__EXERCISE__
Filter these entries so that only lines with the word "tile" remain.

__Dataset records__
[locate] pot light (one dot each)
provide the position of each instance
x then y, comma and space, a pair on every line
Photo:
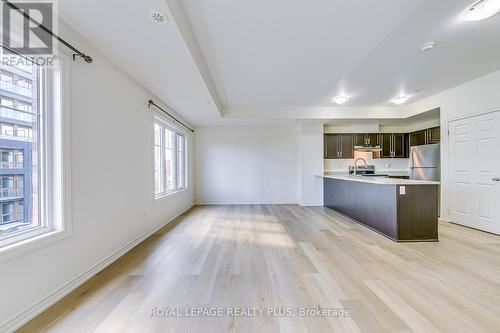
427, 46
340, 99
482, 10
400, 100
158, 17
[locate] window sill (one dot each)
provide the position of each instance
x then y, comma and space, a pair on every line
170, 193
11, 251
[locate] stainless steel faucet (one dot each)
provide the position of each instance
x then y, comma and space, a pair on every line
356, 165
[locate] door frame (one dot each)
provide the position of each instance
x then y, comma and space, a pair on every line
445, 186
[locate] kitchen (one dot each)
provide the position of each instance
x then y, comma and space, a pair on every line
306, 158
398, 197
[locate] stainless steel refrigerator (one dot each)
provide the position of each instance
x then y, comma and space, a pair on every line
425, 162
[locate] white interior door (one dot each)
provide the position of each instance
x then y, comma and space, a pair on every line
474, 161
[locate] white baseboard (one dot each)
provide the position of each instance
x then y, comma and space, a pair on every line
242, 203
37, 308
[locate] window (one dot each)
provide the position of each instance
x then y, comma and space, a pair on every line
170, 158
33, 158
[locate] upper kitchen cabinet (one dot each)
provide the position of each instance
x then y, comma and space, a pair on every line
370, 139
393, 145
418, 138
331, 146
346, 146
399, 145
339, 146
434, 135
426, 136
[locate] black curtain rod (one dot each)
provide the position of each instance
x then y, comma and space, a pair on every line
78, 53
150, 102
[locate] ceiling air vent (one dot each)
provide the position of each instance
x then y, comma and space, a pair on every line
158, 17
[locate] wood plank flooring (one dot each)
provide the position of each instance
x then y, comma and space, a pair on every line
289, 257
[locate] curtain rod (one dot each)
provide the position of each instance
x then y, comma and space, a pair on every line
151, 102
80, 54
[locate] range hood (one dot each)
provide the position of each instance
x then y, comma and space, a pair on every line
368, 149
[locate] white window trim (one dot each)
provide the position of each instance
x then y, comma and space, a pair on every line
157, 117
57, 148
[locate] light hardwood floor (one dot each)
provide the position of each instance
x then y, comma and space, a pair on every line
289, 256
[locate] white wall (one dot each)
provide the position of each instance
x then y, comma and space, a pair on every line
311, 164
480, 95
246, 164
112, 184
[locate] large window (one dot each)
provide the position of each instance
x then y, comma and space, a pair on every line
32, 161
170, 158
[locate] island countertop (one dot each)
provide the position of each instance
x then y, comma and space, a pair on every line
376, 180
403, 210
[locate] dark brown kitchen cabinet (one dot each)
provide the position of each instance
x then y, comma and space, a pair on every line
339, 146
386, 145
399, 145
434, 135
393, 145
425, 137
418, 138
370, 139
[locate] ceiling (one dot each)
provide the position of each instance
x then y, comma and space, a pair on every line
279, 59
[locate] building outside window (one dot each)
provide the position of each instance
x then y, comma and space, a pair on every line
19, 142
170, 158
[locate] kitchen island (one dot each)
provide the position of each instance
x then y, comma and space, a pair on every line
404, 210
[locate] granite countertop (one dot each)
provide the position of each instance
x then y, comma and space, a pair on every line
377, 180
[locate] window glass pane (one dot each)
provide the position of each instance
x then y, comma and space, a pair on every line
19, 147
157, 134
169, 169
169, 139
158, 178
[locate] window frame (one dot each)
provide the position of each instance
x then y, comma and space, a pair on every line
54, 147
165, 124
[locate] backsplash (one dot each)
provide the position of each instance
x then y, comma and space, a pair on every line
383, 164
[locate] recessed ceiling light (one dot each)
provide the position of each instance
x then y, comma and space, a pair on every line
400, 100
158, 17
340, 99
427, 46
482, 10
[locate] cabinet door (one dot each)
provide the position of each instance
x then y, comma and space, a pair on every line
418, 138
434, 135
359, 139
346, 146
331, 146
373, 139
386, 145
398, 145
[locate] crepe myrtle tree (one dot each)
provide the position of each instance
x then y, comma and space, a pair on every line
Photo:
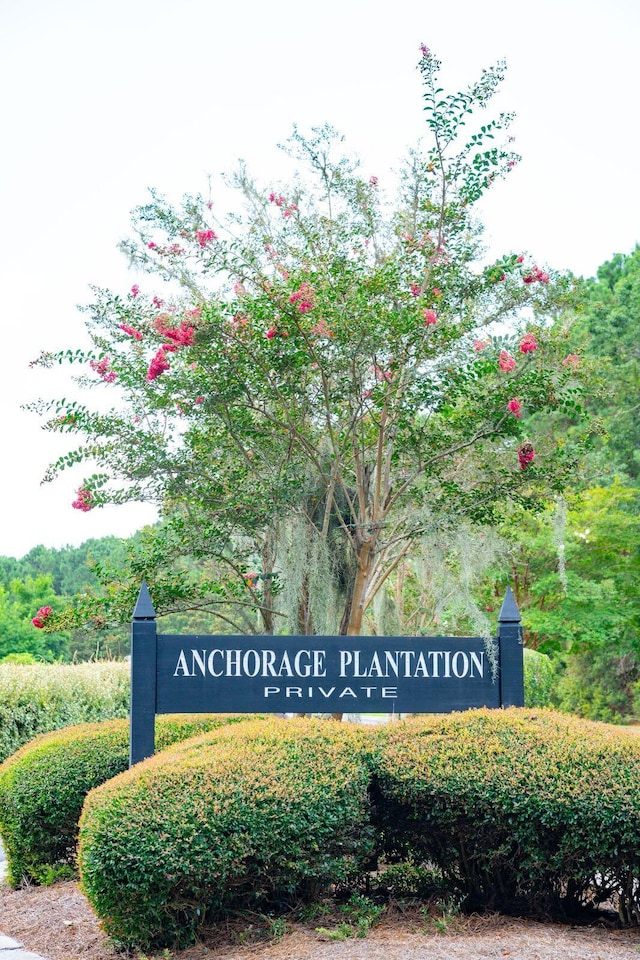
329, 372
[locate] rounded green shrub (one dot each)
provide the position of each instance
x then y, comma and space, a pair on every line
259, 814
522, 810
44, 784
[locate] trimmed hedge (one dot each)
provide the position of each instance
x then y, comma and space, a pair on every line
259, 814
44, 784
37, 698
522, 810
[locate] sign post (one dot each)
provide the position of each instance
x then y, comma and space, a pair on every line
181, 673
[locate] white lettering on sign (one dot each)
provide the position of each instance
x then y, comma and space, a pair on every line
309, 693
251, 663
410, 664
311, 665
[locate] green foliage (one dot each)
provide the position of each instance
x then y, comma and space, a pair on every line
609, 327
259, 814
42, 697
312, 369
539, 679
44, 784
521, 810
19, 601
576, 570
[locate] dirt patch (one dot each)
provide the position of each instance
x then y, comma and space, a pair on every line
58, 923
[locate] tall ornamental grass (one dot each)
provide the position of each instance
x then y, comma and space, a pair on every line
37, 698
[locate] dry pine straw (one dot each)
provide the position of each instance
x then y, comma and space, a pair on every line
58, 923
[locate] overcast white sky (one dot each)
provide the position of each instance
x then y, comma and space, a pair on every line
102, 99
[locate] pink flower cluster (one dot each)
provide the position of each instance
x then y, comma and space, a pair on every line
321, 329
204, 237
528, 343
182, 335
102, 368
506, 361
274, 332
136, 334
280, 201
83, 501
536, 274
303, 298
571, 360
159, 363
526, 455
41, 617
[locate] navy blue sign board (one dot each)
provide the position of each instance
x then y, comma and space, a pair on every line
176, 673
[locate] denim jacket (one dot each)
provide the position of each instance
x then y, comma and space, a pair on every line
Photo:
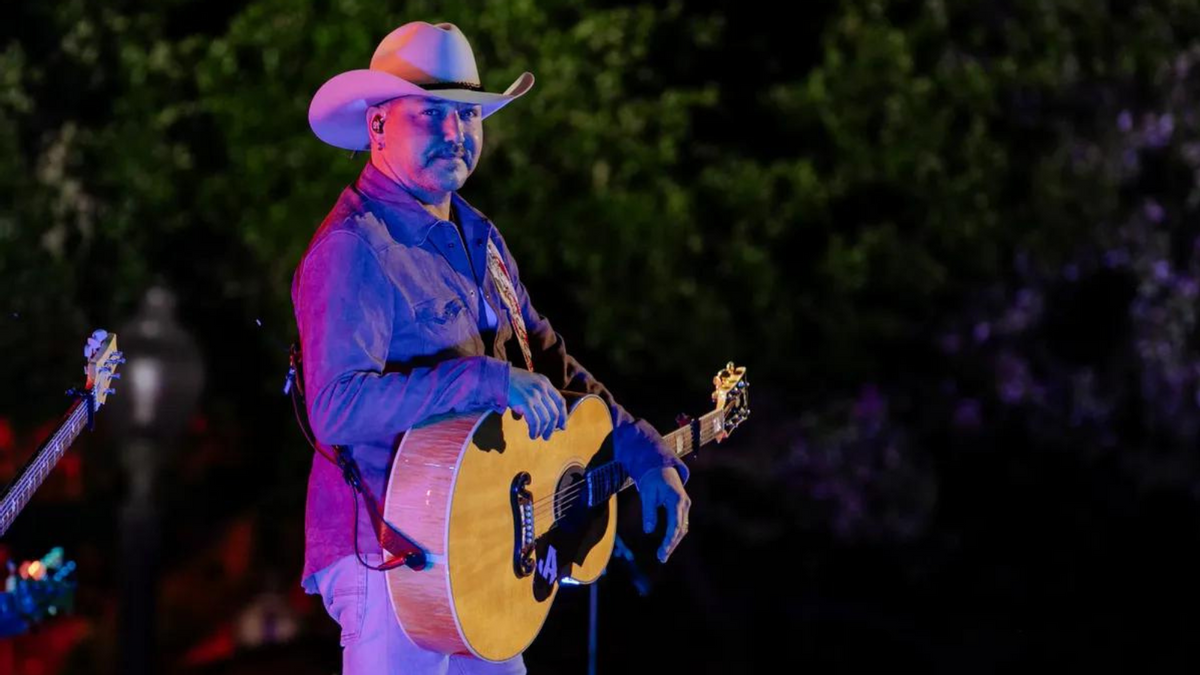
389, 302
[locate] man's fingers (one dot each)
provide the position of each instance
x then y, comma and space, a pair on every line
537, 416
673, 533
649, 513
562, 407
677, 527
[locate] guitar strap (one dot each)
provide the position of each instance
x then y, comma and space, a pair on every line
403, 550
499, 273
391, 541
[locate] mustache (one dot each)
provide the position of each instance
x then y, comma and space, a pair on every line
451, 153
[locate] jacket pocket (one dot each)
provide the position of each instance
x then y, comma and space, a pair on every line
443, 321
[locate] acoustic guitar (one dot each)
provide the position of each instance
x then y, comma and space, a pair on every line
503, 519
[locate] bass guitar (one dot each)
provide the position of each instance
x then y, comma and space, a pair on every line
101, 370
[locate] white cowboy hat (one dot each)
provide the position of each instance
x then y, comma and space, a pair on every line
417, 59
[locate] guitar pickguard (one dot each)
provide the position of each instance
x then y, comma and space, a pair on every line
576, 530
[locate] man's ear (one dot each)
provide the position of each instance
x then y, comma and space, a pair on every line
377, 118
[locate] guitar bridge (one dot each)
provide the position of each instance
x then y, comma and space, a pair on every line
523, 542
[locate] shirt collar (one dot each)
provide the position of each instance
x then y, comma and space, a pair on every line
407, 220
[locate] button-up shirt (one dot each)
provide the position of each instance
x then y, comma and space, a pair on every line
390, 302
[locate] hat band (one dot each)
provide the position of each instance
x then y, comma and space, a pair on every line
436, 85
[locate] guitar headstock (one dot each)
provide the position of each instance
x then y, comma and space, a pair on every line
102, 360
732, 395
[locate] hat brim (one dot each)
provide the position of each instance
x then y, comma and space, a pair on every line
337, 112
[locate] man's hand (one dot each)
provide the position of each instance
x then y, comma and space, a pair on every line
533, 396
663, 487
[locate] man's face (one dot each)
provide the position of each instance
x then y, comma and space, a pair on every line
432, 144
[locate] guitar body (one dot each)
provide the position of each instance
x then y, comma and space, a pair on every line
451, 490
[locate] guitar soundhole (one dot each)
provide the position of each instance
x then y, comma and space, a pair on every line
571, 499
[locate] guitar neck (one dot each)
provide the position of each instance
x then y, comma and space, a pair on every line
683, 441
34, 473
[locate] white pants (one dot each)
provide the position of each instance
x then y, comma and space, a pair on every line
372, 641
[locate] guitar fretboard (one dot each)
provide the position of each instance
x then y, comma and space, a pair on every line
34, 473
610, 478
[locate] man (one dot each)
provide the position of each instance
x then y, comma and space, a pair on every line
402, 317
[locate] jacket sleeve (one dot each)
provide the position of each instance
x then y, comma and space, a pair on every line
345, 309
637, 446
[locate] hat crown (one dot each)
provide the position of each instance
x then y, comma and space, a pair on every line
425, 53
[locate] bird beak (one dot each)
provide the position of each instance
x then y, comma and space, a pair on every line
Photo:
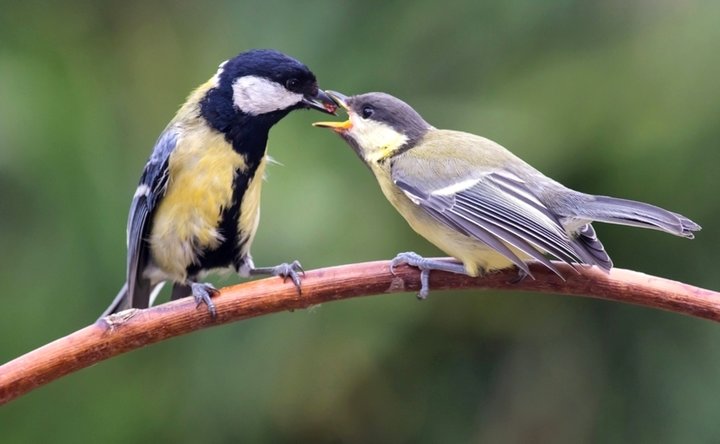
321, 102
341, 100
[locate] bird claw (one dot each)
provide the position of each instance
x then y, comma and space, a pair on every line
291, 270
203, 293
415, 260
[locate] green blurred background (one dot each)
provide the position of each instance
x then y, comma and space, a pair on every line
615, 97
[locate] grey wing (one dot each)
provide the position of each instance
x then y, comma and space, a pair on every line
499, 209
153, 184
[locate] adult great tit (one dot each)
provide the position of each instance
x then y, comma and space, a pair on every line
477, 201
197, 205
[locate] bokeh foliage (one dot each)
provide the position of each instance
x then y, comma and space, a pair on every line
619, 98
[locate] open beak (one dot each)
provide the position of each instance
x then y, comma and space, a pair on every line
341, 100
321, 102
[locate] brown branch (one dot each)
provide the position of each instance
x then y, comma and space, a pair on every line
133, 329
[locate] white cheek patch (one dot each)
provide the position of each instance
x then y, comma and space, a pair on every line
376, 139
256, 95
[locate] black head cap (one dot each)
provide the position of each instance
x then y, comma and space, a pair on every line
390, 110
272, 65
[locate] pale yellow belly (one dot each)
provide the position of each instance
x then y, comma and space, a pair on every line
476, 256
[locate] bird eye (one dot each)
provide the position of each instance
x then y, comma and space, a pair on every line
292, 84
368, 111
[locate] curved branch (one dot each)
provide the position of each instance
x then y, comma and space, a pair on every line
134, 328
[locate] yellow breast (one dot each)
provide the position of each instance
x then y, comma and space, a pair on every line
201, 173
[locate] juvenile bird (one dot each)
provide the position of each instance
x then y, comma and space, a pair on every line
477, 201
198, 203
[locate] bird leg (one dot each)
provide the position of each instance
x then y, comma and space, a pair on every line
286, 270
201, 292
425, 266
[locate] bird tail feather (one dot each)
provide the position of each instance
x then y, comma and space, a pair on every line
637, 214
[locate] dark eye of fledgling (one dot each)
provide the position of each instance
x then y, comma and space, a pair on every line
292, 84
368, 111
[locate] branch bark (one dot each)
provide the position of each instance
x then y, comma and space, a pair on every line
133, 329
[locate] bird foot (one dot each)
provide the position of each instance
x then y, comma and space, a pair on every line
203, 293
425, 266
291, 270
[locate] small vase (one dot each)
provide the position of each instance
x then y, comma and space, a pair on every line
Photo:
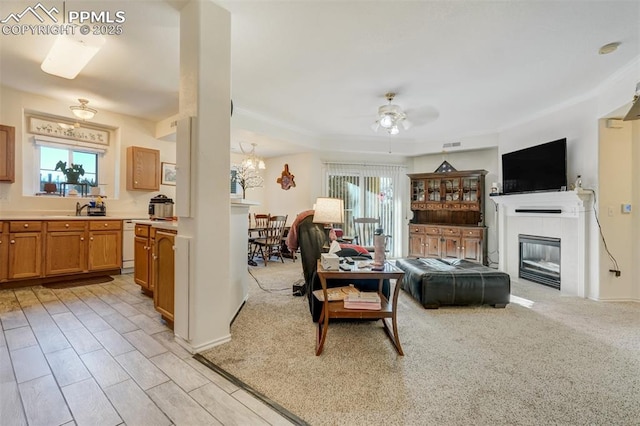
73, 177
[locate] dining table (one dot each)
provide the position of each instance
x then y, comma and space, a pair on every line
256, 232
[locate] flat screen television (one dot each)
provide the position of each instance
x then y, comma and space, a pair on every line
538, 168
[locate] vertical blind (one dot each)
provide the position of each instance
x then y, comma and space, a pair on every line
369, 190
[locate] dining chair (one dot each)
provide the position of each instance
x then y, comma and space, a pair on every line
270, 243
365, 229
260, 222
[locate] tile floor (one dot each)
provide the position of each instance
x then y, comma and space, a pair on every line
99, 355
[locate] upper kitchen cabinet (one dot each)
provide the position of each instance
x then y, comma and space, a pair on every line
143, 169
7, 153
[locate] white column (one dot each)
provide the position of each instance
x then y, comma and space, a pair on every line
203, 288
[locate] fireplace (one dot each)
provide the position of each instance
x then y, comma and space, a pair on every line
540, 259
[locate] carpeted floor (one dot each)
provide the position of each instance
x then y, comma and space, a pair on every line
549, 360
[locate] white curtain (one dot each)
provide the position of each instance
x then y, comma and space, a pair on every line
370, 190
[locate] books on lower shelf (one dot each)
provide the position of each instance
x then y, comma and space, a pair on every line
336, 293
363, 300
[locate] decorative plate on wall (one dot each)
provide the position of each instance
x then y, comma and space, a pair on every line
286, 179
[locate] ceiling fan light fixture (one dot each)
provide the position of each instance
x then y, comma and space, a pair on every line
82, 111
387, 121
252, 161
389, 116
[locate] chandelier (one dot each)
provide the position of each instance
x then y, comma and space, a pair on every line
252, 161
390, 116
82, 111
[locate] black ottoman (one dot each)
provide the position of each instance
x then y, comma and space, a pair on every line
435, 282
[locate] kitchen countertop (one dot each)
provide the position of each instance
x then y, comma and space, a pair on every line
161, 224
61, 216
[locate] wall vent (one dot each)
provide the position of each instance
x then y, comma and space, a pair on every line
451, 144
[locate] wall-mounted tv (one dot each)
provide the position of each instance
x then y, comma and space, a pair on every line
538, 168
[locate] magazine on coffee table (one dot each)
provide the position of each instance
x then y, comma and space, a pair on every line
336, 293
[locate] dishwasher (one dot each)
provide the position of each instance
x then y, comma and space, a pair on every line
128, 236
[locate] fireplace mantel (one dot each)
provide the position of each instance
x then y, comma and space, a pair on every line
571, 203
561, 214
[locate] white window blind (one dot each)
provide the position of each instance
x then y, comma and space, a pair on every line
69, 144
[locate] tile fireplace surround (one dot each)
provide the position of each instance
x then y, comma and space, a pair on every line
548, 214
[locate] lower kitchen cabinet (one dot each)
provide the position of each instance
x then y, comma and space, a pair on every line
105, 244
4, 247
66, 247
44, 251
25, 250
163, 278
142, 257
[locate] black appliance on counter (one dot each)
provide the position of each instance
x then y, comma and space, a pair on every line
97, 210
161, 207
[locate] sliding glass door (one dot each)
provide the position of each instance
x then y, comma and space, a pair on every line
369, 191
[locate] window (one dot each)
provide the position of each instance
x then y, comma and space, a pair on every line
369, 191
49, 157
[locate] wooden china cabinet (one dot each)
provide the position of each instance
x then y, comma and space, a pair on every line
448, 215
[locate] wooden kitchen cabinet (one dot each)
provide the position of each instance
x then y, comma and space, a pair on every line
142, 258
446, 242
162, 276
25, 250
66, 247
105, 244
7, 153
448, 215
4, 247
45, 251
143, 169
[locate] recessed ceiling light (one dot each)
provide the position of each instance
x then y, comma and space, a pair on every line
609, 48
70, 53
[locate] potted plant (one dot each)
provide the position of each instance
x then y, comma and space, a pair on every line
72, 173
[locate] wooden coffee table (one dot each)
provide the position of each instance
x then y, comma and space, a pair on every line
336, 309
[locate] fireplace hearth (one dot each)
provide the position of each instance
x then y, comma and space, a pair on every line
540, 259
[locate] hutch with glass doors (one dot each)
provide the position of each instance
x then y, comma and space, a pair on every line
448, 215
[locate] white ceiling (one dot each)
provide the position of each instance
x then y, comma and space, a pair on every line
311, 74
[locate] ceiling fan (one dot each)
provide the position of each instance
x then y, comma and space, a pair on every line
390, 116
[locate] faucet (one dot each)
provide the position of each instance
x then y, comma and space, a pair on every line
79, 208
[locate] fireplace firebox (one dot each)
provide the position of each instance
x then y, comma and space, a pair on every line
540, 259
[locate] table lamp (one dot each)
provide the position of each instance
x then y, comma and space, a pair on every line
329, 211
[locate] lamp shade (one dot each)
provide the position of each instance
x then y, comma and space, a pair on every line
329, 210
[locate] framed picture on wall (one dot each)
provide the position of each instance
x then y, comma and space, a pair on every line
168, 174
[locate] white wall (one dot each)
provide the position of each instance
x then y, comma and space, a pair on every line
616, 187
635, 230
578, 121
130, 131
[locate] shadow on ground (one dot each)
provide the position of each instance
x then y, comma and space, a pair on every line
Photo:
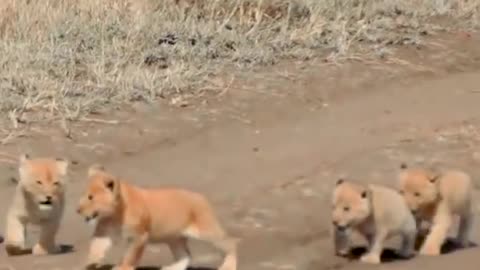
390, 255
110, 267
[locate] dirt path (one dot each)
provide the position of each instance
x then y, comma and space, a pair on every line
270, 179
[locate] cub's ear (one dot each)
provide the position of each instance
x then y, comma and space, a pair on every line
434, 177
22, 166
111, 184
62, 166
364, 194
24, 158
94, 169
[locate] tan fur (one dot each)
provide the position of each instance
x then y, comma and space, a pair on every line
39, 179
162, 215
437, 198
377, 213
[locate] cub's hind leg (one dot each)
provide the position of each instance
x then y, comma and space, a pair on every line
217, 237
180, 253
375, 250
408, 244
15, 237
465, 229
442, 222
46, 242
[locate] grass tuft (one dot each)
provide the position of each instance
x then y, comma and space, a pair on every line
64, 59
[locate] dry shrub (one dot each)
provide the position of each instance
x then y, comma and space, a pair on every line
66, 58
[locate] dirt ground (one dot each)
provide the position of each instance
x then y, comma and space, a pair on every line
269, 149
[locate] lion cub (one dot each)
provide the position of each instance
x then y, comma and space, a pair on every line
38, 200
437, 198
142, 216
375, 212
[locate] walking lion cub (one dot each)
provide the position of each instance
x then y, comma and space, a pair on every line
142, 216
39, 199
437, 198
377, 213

__RESULT OF THE EXERCISE__
[locate] tile floor (one dot each)
[locate] tile fireplace surround (one dot each)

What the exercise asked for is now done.